WRITTEN PROBLEM ▸ Output the listing below line for line, with every character unchanged.

RAW RECORDS ▸
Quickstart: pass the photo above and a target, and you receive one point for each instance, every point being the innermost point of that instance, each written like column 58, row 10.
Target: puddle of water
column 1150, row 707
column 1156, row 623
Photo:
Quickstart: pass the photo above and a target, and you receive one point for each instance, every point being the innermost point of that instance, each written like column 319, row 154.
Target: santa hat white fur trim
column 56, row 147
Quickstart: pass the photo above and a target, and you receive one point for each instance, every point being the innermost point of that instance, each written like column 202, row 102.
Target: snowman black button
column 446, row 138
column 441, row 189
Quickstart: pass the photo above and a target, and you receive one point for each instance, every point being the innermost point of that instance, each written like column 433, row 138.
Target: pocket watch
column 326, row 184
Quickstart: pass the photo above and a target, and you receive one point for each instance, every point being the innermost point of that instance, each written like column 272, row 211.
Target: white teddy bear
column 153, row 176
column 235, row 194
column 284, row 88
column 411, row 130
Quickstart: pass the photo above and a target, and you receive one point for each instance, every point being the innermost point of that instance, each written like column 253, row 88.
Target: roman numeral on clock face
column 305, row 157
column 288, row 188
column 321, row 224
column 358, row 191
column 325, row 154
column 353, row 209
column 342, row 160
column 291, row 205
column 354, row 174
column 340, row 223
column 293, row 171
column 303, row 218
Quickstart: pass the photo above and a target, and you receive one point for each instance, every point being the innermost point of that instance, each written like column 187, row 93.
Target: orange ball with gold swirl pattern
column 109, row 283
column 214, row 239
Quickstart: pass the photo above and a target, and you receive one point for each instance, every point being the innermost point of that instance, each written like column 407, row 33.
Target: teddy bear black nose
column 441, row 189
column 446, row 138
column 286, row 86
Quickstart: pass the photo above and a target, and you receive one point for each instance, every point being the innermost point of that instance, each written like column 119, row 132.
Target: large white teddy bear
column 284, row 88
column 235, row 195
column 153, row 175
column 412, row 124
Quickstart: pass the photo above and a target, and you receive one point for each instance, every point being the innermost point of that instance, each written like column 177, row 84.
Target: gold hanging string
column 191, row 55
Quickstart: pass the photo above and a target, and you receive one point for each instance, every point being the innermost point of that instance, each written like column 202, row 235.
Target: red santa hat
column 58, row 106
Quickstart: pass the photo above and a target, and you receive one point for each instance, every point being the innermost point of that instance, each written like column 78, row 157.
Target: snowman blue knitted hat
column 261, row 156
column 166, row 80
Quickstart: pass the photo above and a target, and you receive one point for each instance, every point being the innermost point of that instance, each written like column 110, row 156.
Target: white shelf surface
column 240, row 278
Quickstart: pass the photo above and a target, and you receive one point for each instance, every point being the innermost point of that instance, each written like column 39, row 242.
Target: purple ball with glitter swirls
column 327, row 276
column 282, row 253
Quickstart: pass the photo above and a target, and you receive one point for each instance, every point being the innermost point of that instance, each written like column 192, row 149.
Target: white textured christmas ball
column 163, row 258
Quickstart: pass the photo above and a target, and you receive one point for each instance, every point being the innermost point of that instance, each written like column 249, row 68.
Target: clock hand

OUTPUT FOR THIS TASK ▸
Quickstart: pass the photo above and a target, and you receive one point for each instance, every point being the innermost point of that instance, each written like column 58, row 10.
Target: puddle of water
column 1150, row 707
column 1156, row 623
Photo:
Quickstart: pass the photo above and a target, and you receive one point for each instance, every point being the innermost point of that instance, each written like column 319, row 154.
Target: santa hat white fur trim
column 56, row 147
Quickstart: pass the photo above and a target, and you receive one point for each instance, every point being the innermost point of that instance, each written like column 202, row 102.
Target: snowman black button
column 446, row 138
column 441, row 189
Quickstart: pass the photo above and a target, and you receive one point for each instance, every point being the innermost point of that instance, each written like column 433, row 138.
Target: pocket watch
column 326, row 184
Quickstart: pass the photo above and a target, and you receive one point for each instance, every point being the innermost point of that instance, each written like column 272, row 211.
Target: white teddy bear
column 153, row 176
column 235, row 194
column 284, row 88
column 411, row 130
Quickstart: pass the photo above and a target, and you receive one point for each instance, every point being the innermost point of that instance, each written like column 253, row 88.
Target: roman numeral on clock face
column 305, row 157
column 288, row 188
column 321, row 224
column 358, row 191
column 325, row 154
column 353, row 209
column 342, row 160
column 291, row 205
column 354, row 174
column 340, row 223
column 293, row 171
column 303, row 218
Quickstart: pass the photo above and a target, and you receive one point for each instance, every point being the innermost point of that instance, each written like column 187, row 93.
Target: orange ball with gold swirl pattern
column 109, row 283
column 214, row 239
Quickstart: pass the photo above and a target, and you receive one point for each instance, every point being the innermost point of that instance, each written like column 407, row 33.
Target: teddy bear black nose
column 441, row 189
column 446, row 138
column 286, row 86
Quickstart: pass the photo above and a target, and you receive one point for each instance, every point being the innermost point of that instance, each written like column 119, row 132.
Target: large white teddy bear
column 284, row 88
column 235, row 195
column 153, row 175
column 412, row 124
Quickstart: pass the photo above and a target, and you receive one point for each instance, every point being the innermost point of that instance, each written like column 177, row 84.
Target: gold hanging string
column 191, row 55
Quickstart: pass the photo above and a target, and you receive one point for each instance, every point being the innermost point of that instance, each written like column 202, row 235.
Target: red santa hat
column 58, row 106
Quickstart: pass the photo above and a target, and you receive one point for each instance, every point being the innermost point of that instance, each written like column 78, row 157.
Target: snowman blue knitted hat
column 261, row 156
column 166, row 80
Quickstart: pass the photo above and a target, and you receive one point for each instance, every point being the innermost point of that instance, each written like column 110, row 156.
Target: white shelf surface
column 240, row 278
Quickstart: pass the photo above and a target, and you receive one point for each instance, every point being the innermost point of that instance, each written like column 39, row 242.
Target: purple ball with glitter swirls
column 327, row 276
column 282, row 253
Quickstart: pass the photo above and a target, and you receive one point for each instance, every point being the innermost point of that instance, each written like column 192, row 149.
Target: white textured christmas ball
column 163, row 258
Quickstart: pass the photo above and a target, and you receive one point for each instance, every point being the innermost point of that instance, each written like column 249, row 68.
Target: clock hand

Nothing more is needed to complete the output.